### [Work required]
Copy the passage on reforming Australian federalism word for word, from "A federal reform" up to and including "they see fit.".

### [Source excerpt]
• • • • • • •
A federal reform agenda
I said earlier that the election of a Rudd Labor government federally would provide a unique opportunity to reform Australian federalism in a fundamental way. Tackling vertical fiscal imbalance must certainly be a critical part of any such reform package, but in my view we also need to redesign and sharpen the functional policy/management division between Commonwealth and States. The SMH article by Steve Burrell mentioned earlier also reports a proposal by Glenn Withers for repairing vertical fiscal imbalance:
In a recent speech, Withers argued that tied SPPs 1 should be abolished and replaced with an equivalent share of income tax to be given to the states to spend as they see fit.
“A crucial first step would be folding all specific-purpose payments into a general-purpose payment and keeping them as a fixed share of GDP pending a constitutional convention which would review state tax powers,” he argued.
“My hope would be such a convention would come to the proposition that states should receive a proportion of income tax, initially at the current level of SPPs, but they are then free to vary that up or down (as a proportional state income tax surcharge or rebate).”
Even the first step is not small beer. At $22.4 billion in 2007-08, direct SPPs to the states alone represent about 19 per cent of the personal income tax take and 11 per cent of total income tax revenue, including company, superannuation and fringe benefits tax.
The only problem with solutions like this is the realpolitik of the situation: no Commonwealth government, not even a fresh and constructively-minded one under Kevin Rudd, is likely to surrender control of the federal purse-strings without receiving a compensating advantage from the States in return. At the moment, the Commonwealth mostly exercises policy oversight/control over the States through the use of tied grants or SPPs under Constitution section 96. Providing the States with a guaranteed untied share of revenue sufficient for their needs, as Withers proposes, would largely destroy the Commonwealth’s policy leverage over the States.
However, as I argued above, it actually makes sense in governance terms to have policy centrally co-ordinated via a co-operative federal structure like COAG, with actual management and operational control vested in States and local governments able to understand and respond to local circumstances, needs and wishes.
In order to persuade the Rudd federal government to agree to permanently restoring vertical fiscal balance (as Withers proposes), the States will need to agree to refer powers to the Commonwealth under Constitution section 51(xxxvii). The Commonwealth should logically have general power over the incorporation of companies (it controls them once they’re incorporated anyway); river flows in the Murray-Darling basin; and (perhaps subject to some safeguards) industrial relations. The States should also agree to refer policy but not operational control over health, education, transport activities directly affecting exports, and climate change.
• • • • • • •
### [Supplied information]
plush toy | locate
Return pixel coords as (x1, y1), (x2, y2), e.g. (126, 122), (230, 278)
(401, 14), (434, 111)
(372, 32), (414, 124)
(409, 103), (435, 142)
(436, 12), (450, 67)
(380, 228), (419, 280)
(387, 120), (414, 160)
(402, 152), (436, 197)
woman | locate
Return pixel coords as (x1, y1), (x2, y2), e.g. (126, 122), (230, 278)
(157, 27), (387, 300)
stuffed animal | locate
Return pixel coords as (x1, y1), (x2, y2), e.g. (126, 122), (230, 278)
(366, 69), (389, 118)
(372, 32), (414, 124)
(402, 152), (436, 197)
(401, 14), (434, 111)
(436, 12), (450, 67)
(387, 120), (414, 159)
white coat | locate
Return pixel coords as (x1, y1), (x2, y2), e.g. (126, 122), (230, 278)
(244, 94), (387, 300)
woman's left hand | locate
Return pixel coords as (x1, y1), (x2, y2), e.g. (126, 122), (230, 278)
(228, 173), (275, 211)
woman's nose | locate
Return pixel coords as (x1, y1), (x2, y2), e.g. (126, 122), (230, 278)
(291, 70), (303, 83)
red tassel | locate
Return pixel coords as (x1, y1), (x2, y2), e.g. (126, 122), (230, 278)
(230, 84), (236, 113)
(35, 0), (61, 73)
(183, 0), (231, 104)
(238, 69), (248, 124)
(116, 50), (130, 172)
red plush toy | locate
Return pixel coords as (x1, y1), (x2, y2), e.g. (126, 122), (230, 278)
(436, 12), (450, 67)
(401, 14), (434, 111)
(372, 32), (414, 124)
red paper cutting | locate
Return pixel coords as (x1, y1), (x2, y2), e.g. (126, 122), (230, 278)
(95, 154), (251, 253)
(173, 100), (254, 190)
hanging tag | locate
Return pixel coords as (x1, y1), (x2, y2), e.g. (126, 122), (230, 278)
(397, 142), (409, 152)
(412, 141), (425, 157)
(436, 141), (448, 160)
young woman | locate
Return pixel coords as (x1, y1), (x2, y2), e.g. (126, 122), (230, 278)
• • • • • • •
### [Exercise answer]
A federal reform agenda
I said earlier that the election of a Rudd Labor government federally would provide a unique opportunity to reform Australian federalism in a fundamental way. Tackling vertical fiscal imbalance must certainly be a critical part of any such reform package, but in my view we also need to redesign and sharpen the functional policy/management division between Commonwealth and States. The SMH article by Steve Burrell mentioned earlier also reports a proposal by Glenn Withers for repairing vertical fiscal imbalance:
In a recent speech, Withers argued that tied SPPs 1 should be abolished and replaced with an equivalent share of income tax to be given to the states to spend as they see fit.